Natural language region descriptions
▬▬▬▬▬▬
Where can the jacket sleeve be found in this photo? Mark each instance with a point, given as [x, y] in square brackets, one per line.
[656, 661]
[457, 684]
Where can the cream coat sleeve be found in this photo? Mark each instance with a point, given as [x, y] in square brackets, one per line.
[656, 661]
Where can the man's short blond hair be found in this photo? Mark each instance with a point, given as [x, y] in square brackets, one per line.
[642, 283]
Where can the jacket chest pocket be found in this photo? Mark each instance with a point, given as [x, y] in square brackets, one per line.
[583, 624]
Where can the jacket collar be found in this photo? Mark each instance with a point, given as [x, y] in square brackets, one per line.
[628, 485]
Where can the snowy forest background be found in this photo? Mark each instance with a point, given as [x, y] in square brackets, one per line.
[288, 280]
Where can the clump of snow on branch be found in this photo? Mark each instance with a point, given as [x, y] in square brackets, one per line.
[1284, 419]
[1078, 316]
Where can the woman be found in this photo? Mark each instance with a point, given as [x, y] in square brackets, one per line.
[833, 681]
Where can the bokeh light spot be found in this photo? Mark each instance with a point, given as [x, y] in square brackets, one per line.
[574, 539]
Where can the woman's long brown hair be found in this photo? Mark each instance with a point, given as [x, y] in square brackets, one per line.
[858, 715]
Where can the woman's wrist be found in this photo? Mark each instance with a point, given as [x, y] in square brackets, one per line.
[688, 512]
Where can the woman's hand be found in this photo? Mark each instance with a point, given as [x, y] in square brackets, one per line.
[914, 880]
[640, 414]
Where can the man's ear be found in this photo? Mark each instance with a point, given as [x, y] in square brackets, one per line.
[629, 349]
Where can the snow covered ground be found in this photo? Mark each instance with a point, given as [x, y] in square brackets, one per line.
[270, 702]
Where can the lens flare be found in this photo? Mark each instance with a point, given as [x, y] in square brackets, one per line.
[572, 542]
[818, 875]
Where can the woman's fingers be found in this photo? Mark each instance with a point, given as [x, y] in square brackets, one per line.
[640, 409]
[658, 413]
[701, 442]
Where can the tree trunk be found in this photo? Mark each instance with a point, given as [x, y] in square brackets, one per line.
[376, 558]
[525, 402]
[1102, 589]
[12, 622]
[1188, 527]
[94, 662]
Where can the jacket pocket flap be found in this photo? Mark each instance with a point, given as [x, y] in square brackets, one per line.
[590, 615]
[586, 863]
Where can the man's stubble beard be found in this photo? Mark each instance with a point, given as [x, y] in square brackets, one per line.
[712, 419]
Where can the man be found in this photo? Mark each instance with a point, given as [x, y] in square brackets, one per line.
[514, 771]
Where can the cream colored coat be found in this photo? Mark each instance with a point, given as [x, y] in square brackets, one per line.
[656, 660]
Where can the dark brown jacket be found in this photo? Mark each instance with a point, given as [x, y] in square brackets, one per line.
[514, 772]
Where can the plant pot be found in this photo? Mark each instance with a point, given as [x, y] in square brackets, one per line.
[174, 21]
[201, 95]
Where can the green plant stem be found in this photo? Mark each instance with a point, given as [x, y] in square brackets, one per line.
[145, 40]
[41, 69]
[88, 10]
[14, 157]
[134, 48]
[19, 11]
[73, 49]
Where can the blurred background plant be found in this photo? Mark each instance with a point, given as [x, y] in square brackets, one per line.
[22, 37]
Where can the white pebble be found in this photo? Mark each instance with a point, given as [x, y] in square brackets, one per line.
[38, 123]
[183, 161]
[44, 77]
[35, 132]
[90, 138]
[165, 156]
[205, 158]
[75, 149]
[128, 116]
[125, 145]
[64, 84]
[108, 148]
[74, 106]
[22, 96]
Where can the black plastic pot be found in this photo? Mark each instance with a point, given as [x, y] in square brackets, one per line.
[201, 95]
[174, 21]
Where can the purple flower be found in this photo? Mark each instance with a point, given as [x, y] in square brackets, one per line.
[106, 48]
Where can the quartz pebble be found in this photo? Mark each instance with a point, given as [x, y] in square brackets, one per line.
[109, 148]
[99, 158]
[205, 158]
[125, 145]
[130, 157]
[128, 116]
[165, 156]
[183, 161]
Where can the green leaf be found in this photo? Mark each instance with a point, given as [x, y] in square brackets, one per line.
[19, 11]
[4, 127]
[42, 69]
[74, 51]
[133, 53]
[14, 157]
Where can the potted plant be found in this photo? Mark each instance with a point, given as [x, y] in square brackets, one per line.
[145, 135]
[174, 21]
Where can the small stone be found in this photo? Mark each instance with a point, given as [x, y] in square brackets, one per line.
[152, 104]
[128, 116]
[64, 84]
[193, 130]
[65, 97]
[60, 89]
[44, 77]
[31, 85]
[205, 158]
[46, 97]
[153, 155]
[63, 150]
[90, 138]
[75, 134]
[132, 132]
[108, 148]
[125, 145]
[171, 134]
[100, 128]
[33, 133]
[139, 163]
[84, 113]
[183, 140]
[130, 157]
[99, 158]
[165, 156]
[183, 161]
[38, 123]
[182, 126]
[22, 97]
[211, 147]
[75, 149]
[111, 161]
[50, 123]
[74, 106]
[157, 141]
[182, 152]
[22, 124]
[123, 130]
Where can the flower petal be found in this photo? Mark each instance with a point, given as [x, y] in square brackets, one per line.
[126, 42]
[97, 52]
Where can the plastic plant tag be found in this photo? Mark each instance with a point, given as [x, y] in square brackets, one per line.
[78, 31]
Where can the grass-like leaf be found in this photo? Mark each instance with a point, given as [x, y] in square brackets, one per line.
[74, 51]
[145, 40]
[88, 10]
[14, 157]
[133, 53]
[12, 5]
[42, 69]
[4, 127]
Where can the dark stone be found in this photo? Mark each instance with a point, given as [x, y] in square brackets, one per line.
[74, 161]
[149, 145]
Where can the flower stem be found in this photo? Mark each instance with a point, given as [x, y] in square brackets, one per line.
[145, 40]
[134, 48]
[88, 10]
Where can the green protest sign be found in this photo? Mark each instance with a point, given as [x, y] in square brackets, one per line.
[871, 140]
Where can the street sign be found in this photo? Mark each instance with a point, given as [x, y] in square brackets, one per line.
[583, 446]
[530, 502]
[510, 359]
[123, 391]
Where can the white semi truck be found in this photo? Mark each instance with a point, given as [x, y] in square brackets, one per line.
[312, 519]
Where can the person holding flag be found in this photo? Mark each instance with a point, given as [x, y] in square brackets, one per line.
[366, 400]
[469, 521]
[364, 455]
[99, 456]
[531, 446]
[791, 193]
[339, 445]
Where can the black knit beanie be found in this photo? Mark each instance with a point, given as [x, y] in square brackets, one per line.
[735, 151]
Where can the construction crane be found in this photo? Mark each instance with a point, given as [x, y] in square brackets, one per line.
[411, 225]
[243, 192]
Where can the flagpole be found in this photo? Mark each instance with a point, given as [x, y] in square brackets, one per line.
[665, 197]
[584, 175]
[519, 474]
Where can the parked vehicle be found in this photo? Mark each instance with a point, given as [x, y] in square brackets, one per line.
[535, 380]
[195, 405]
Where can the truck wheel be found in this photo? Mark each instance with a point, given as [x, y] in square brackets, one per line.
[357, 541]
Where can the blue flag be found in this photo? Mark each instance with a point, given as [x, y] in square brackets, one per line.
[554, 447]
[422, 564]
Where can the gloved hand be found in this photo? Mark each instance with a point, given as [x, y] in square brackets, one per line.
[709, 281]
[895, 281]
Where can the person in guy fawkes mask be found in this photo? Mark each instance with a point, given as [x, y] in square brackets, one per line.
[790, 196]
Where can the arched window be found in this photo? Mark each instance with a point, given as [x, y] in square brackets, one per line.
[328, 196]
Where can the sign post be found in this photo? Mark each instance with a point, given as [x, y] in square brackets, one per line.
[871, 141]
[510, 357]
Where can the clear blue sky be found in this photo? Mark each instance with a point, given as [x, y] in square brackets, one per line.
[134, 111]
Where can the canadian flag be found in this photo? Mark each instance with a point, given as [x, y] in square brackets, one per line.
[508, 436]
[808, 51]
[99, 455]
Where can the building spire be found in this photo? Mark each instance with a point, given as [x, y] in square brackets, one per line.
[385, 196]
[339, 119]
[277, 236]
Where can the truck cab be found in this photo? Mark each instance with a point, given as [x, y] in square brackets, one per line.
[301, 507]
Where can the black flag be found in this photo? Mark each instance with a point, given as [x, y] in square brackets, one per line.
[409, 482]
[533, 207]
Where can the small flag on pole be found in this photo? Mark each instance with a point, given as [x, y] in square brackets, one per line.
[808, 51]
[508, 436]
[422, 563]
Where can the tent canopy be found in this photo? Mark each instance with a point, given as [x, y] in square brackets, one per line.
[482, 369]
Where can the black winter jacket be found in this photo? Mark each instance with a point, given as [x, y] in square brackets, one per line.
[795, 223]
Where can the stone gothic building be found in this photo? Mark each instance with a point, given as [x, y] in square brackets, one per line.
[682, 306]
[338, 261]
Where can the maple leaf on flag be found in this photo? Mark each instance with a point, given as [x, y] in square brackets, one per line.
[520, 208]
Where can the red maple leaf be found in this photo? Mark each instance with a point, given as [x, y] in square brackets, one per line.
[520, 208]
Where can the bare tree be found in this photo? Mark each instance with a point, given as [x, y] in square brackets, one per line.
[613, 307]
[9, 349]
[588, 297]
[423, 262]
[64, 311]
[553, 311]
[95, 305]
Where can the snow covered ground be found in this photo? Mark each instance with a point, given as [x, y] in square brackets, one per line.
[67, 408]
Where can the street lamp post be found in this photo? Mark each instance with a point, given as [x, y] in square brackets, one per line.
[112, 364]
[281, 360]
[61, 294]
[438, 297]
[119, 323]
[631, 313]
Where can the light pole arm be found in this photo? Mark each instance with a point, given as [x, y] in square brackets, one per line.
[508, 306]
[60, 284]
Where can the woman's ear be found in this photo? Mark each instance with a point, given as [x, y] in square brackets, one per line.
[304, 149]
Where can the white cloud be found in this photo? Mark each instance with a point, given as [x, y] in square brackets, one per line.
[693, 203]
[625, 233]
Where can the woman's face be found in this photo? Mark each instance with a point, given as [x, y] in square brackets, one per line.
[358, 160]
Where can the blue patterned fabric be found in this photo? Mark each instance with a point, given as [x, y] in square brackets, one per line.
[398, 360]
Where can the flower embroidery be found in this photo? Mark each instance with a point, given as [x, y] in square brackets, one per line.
▬▬▬▬▬▬
Task
Find "Where can the woman's face" in the records above. Repeat its line and every later line exactly, through the last one.

Answer area
Where can the woman's face be found in this photo? Mark each instance with a point, given as [x, y] in square brackets, one per line.
[358, 160]
Where can the blue patterned fabric be found in this photo? Mark each instance with a point, given as [x, y] in square brackets, one per line.
[398, 360]
Where can the flower embroidery be found in this photo? Mark each instance with a point, given as [x, y] in square brackets, one per line.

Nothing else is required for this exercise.